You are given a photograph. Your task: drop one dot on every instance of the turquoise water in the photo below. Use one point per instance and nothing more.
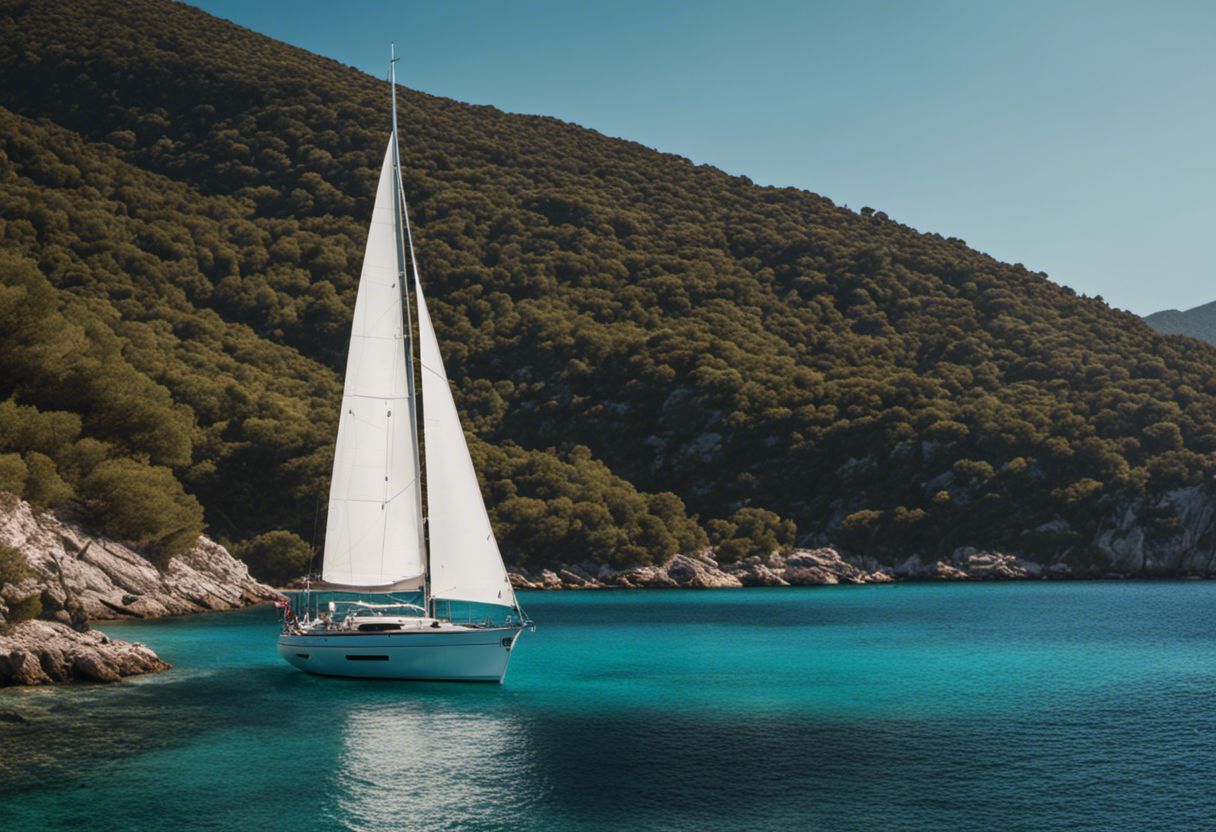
(1047, 706)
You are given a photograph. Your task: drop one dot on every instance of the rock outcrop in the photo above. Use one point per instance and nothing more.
(43, 652)
(100, 578)
(803, 567)
(79, 577)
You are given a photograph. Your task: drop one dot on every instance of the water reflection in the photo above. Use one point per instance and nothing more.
(446, 763)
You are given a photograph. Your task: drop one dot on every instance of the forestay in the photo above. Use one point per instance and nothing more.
(465, 560)
(372, 537)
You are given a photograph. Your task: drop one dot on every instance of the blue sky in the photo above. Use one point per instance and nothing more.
(1075, 136)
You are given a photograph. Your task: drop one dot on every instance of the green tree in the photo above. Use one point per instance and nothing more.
(276, 556)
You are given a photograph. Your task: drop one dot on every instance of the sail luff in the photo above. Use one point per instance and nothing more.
(401, 229)
(465, 560)
(373, 523)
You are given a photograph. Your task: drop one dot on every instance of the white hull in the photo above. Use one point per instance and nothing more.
(456, 655)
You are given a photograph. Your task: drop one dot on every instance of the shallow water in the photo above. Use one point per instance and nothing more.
(1045, 706)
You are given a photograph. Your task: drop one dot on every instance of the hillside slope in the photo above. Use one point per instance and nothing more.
(1198, 322)
(647, 352)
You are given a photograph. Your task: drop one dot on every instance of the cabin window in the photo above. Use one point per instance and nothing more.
(378, 628)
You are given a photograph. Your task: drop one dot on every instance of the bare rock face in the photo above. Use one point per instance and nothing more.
(822, 567)
(1187, 550)
(519, 580)
(754, 572)
(86, 577)
(995, 566)
(44, 652)
(698, 573)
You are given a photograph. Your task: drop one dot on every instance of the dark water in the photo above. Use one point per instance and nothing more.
(1076, 706)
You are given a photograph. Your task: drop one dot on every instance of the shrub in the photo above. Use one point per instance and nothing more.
(276, 556)
(144, 505)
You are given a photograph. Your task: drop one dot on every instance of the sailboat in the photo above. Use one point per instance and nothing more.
(415, 584)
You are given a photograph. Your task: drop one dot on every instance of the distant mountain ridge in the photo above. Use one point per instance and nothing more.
(649, 355)
(1198, 322)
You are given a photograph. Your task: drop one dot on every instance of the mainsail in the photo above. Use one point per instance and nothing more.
(465, 560)
(372, 535)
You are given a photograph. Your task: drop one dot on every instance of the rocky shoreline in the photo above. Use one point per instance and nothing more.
(80, 578)
(803, 567)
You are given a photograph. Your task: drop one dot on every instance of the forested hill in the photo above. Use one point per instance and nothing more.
(1198, 322)
(647, 352)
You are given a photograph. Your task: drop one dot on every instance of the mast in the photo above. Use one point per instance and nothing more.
(404, 240)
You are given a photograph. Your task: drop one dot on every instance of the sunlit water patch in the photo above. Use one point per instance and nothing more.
(911, 707)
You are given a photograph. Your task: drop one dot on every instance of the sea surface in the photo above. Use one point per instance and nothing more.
(1039, 706)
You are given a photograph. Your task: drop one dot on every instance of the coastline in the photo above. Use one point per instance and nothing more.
(79, 578)
(818, 567)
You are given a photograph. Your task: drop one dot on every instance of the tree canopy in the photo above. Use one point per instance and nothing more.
(648, 354)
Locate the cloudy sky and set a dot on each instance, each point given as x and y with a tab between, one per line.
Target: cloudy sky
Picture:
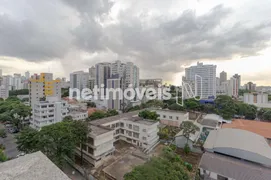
161	36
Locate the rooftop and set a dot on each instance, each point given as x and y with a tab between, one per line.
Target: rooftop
98	130
31	166
114	118
239	143
258	127
233	168
140	120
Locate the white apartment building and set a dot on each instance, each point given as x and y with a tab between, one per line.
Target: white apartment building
203	77
48	112
99	146
172	118
114	101
127	127
223	77
233	87
132	129
42	86
103	72
250	86
256	98
131	75
4	92
118	68
79	80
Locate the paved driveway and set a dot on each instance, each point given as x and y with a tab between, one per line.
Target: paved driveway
10	144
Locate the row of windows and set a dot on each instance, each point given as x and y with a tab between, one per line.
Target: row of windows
170	117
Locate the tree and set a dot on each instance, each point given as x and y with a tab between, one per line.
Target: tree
168	166
3	157
225	106
112	112
67	118
57	141
146	114
188	127
28	140
267	115
91	104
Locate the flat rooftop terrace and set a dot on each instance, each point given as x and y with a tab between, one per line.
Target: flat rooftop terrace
98	130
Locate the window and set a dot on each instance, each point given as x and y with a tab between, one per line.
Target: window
84	147
219	177
136	135
90	150
144	138
90	141
136	128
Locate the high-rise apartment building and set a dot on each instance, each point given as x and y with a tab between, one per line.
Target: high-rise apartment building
47	112
233	88
27	75
250	86
114	101
42	86
92	76
238	78
79	80
223	77
92	72
202	79
103	72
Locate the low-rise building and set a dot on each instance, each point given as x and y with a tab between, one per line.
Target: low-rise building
132	129
127	127
48	112
99	146
258	127
171	117
235	154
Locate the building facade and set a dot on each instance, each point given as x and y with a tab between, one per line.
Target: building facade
202	79
48	112
79	80
42	86
223	77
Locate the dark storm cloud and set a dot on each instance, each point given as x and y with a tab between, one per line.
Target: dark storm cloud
160	42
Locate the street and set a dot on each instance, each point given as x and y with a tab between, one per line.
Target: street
10	144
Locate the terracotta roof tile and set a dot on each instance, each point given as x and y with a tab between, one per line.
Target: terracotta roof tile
258	127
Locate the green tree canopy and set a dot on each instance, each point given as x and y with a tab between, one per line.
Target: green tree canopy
168	166
57	141
267	115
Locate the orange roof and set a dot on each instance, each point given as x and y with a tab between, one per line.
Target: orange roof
258	127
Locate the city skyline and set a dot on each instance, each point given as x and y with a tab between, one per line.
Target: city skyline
162	38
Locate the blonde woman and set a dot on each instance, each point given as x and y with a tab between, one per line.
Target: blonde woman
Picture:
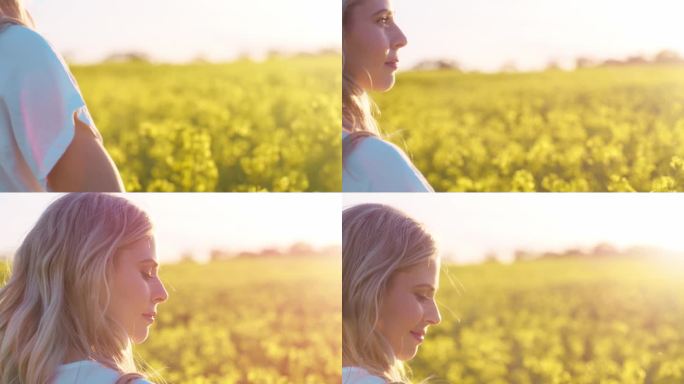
371	40
48	141
83	287
390	273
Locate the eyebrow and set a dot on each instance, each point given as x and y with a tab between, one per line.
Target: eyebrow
148	261
428	286
384	10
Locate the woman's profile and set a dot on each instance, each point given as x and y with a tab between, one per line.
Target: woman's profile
48	141
83	287
390	273
371	40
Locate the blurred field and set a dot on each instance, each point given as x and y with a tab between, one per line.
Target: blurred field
569	321
600	129
268	321
242	126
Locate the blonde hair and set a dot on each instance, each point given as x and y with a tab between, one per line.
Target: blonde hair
357	106
14	12
55	302
377	242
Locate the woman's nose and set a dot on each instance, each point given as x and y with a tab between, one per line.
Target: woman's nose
161	295
434	317
399	40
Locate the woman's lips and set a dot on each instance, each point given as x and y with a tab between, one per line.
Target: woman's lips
150	316
392	64
418	336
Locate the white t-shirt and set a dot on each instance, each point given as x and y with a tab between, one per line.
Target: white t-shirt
38	99
89	372
356	375
375	165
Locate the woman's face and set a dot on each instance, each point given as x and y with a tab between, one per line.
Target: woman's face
408	308
371	41
136	288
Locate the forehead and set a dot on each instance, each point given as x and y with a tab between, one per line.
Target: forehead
139	250
372	6
423	273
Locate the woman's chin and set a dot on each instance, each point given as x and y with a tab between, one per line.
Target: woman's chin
384	85
139	338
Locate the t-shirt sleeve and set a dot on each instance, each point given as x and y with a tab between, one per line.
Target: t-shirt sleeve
388	168
142	381
42	97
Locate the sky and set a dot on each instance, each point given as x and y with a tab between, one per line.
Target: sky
200	222
468	226
180	30
484	35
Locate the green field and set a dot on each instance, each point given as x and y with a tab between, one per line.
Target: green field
268	321
569	321
244	126
601	129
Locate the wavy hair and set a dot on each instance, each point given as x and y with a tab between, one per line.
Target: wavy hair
14	12
357	106
377	242
55	302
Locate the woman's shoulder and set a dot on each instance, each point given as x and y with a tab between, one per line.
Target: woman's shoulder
356	375
89	372
385	166
376	150
26	46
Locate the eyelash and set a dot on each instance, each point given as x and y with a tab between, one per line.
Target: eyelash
422	298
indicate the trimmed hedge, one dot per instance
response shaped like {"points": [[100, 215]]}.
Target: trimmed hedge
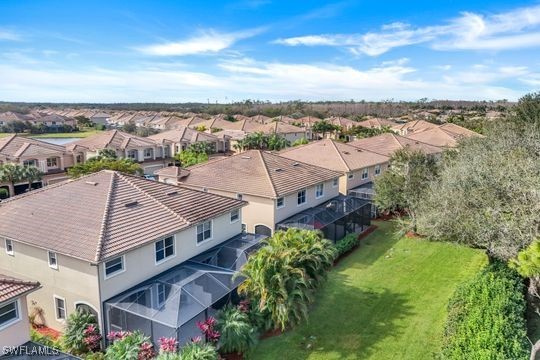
{"points": [[346, 244], [486, 317]]}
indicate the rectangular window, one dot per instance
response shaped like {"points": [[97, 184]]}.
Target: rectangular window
{"points": [[204, 231], [52, 162], [53, 261], [235, 215], [60, 306], [319, 191], [301, 197], [164, 249], [8, 314], [9, 247], [365, 173], [114, 266]]}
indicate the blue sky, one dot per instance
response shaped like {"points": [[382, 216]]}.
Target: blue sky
{"points": [[178, 51]]}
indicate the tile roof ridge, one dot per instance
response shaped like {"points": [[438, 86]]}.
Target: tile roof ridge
{"points": [[332, 141], [127, 179], [104, 220], [263, 160]]}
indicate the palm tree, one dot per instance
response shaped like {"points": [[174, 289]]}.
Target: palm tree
{"points": [[11, 174], [32, 174]]}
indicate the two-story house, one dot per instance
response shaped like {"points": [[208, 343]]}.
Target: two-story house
{"points": [[357, 166], [95, 238], [274, 186], [150, 154], [52, 160]]}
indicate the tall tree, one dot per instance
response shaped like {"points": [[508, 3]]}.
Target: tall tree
{"points": [[11, 174]]}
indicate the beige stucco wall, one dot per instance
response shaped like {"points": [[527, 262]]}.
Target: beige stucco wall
{"points": [[74, 280], [140, 263], [16, 333]]}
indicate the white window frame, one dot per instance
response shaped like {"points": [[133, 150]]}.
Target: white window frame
{"points": [[117, 272], [10, 242], [17, 315], [166, 258], [52, 255], [365, 174], [298, 197], [56, 307], [237, 212], [320, 194], [211, 232]]}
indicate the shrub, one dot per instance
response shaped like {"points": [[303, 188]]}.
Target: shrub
{"points": [[346, 244], [486, 317], [237, 333], [46, 340], [198, 351], [129, 346], [81, 334]]}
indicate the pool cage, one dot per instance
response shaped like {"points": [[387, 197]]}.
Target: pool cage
{"points": [[336, 218], [170, 304]]}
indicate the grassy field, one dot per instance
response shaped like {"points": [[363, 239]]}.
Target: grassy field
{"points": [[387, 300], [78, 134]]}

_Aim of the task_:
Of the lines above, copy each that contains "response".

_Solution for this task_:
response shaped like {"points": [[100, 215]]}.
response shaped like {"points": [[97, 184]]}.
response shaped like {"points": [[382, 216]]}.
response shaped like {"points": [[438, 86]]}.
response shaped like {"points": [[174, 289]]}.
response shaped like {"points": [[208, 343]]}.
response shaped like {"points": [[508, 3]]}.
response shaped like {"points": [[527, 262]]}.
response shaped like {"points": [[133, 150]]}.
response shaped like {"points": [[303, 188]]}.
response shaped like {"points": [[387, 197]]}.
response shaped like {"points": [[363, 239]]}.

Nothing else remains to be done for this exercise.